_Document extract_
******

I’m not asking where you’re from, what you do, or the roles you play. Instead, I’m referring to “your story,” you know, the verbiage we claim about why we are who we are... the tales we rehash and retell ourselves and others often identifying as the victim to uncontrollable circumstances.

I’ve claimed many stories in my lifetime. Never did I intentionally spin a false tale, but there may have been a small piece of me that hoped to gain the support or even pity from those around me. While I believed my stories with my entire heart, some of my narratives ultimately became crutches, preventing me from moving on, morphing into my identity.

The crazy thing about the stores we tell ourselves is that they are rarely accurate. In fact, while there are definitely elements of truth and kernels of reality, so much of our stories are unintentionally embellished. In fact we tend to tell our stories from a different lenses than how others present at that the time of the event may have viewed what occurred. It’s not that we’re making up our sagas. No, we truly believe every line from the opening act until the tragic conclusion. Yet, while we claim that our story is one hundred percent accurate, it is told from our perspective so it may be somewhat jaded because it reflects our impressions, ideas, and assumptions that may not be true.

I’m not saying that we intentionally alter the facts to conjure an idealized picture of what we want others or ourselves to believe. The elaborations and exaggerations are not the issue. The real problem occurs when our stories serve to limit who we think we are or what we believe we can do. If our stories go so far as to impact how we see ourselves or others, they then transition from tall tales to damaging viruses that can short circuit our confidence, power, and love for ourselves and those around us.

******

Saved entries

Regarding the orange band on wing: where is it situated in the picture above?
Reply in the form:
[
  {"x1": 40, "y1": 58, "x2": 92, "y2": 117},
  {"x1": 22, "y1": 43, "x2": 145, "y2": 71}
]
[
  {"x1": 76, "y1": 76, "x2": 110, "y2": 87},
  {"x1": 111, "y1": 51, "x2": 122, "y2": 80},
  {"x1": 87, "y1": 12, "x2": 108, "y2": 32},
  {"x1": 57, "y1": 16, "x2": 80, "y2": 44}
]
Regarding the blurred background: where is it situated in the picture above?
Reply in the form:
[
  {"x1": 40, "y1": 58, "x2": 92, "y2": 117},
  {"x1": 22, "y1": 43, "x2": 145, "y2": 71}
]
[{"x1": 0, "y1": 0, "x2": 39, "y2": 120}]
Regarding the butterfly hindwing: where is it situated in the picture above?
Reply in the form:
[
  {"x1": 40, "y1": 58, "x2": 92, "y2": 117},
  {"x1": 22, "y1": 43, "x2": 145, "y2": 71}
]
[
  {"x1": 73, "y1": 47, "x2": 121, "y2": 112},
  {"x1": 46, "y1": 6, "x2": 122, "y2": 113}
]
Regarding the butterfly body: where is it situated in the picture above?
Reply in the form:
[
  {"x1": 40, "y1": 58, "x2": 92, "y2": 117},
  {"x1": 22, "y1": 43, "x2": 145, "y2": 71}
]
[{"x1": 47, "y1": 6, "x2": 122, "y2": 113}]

******

_Assignment A_
In the essay on the stories we tell ourselves, what did some of the writer's narratives ultimately become?
_Assignment B_
In the essay on the stories we tell ourselves, rewrite the part that opens with the words containing "I’m not asking" and closes with "to uncontrollable circumstances.", replacing "victim" with "hero".
_Assignment C_
Write the next part of the essay on the stories we tell ourselves, picking up after its final sentence.
The saved entries are separate material and are not part of the essay.

_Exercise answer A_
Crutches that prevented the writer from moving on and that morphed into the writer's identity.

_Exercise answer B_
I’m not asking where you’re from, what you do, or the roles you play. Instead, I’m referring to “your story,” you know, the verbiage we claim about why we are who we are... the tales we rehash and retell ourselves and others often identifying as the hero to uncontrollable circumstances.

_Exercise answer C_
Consider the woman who proclaims that no matter how hard she tries she cannot meet a “good man.” Instead of acknowledging that she may not be putting herself out there, could be too particular, or perhaps is quite shy, she instead tells herself and others that despite her best efforts, there are no “good men” available. And the more she repeats this statement, the truer her self-proclaimed declaration becomes. She convinces herself that meeting a man is a futile effort as the continued expression of this story actually attracts the claim she is making.

What if this woman could shift her perspective, change her story? Could altering the dialogue impact her love life? I think so. If she modified her verbiage to something like, “I know it’s hard to find someone special, but if I stay open to possibilities and put my best self forwards, I believe that I will meet the person who will be right for me.”

The law of attraction comes into play whenever we repeat the same story. I certainly can’t explain the phenomenon, but when we focus on something (especially the negative) we seem to be sending an open invitation to the Universe to “bring it on.” Do you know what I mean? Perhaps you’ve experienced this, too.

What if you changed your story? Could you then attract more of what you want? Could you shift your focus from the past to the now? If so, you would no longer bring the heaviness of “what was” with you. Might living in the present open you to new possibilities, erase the pre-rehearsed ending to your story?

While I believe the answer is a resounding “yes,” it’s best for you to decide. What story have you told yourself and others a few too many times? Is it possible to change it? Take some time to consider this proposition. And maybe rewrite the ending to one of your tragic tales. Toss it to the Universe and see what happens.